• Given request:
Please reproduce only the stretch of the material below from the line containing "stucco wall in the photo above." through the end of the material, keeping every line and scaling each coordinate in the answers by 1.65. Round each result to a whole number, with halves rounded up.

[Collection entries]
╔══

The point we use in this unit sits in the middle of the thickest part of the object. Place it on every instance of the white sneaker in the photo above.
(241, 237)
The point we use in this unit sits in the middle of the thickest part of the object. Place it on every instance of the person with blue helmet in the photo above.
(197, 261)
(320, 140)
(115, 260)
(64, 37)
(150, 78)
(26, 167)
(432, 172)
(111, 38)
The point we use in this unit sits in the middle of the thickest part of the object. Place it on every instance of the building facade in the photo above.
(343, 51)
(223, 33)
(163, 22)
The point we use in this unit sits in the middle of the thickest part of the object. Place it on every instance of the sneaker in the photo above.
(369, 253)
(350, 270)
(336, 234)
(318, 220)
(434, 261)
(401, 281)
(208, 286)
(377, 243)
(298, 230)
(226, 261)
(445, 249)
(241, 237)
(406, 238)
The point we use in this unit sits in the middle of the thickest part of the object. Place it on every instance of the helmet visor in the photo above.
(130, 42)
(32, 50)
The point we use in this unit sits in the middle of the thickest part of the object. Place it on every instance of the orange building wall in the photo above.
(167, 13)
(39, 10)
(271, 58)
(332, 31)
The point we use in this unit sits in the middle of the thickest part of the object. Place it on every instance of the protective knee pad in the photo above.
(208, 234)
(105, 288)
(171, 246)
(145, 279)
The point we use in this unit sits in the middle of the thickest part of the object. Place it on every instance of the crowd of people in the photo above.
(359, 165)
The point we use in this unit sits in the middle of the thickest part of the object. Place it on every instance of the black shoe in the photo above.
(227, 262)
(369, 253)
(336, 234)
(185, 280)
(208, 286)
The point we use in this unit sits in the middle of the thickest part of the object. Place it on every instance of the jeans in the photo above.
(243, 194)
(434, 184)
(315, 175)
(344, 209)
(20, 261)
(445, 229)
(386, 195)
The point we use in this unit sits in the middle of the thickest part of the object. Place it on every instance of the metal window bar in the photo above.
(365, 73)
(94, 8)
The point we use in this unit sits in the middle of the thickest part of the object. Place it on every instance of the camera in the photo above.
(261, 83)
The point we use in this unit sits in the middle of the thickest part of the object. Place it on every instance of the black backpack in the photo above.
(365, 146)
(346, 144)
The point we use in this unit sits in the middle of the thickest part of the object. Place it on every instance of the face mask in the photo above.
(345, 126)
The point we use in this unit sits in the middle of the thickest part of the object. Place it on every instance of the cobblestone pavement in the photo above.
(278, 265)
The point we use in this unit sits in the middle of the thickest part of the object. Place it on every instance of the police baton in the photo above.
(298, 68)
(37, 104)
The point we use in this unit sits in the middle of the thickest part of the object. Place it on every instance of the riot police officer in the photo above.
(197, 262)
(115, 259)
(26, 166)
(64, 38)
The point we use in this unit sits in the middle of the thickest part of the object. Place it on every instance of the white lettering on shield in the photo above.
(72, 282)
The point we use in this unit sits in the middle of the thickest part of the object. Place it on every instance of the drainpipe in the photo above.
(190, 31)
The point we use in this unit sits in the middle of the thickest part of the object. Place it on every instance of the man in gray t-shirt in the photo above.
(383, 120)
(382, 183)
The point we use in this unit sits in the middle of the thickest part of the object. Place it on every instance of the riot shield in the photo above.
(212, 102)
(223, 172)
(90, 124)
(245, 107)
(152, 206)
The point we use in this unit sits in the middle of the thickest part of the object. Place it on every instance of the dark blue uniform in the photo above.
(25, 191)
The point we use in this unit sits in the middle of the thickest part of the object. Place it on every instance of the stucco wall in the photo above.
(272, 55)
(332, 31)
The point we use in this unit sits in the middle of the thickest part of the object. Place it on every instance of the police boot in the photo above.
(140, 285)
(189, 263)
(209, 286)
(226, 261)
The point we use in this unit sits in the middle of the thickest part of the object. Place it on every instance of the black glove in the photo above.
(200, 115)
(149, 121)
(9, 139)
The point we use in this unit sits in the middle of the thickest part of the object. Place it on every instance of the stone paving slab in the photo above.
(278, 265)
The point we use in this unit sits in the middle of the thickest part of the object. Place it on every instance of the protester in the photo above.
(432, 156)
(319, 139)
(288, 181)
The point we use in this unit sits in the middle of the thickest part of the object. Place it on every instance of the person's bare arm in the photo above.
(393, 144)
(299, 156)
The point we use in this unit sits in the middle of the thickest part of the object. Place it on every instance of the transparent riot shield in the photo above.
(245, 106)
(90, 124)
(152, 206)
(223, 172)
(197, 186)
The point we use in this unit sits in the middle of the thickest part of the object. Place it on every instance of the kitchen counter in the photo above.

╚══

• Worked solution:
The point we use in this unit sits in the middle of the thickest part of the object. Place it on every instance of the stucco wall in the photo above.
(449, 91)
(548, 51)
The point we use in this unit sits in the middle of the thickest part of the object. Place it on every instance of the police boot in the photo above.
(231, 470)
(312, 434)
(345, 472)
(373, 431)
The point we use in this unit sits in the middle of the thickest part of the object. Place it on every instance of the black glove in the photo above.
(330, 190)
(246, 200)
(15, 229)
The point we use in this unit sits in the middle of the thickest part of the object. Place it on every instance of the stone paving slab in the photo above.
(459, 437)
The point we use in this unit sits in the middle of the thickest part of the object. Place it on every instance of the protester in the photo above.
(713, 257)
(526, 229)
(475, 299)
The point we use in this unit sits in the middle of the thickest part of the object. Place it on every instance of the person's bare arm in the photo above.
(648, 238)
(493, 257)
The point we use in this unit sits in the middle of the thickest part of the object. Place it on every instance of the transparent riot shield in the photo above.
(404, 175)
(149, 205)
(251, 340)
(368, 284)
(325, 307)
The point we use in this unit sits in the middle of the thickest part of the object. Place it on every instance of the kitchen counter in the photo above.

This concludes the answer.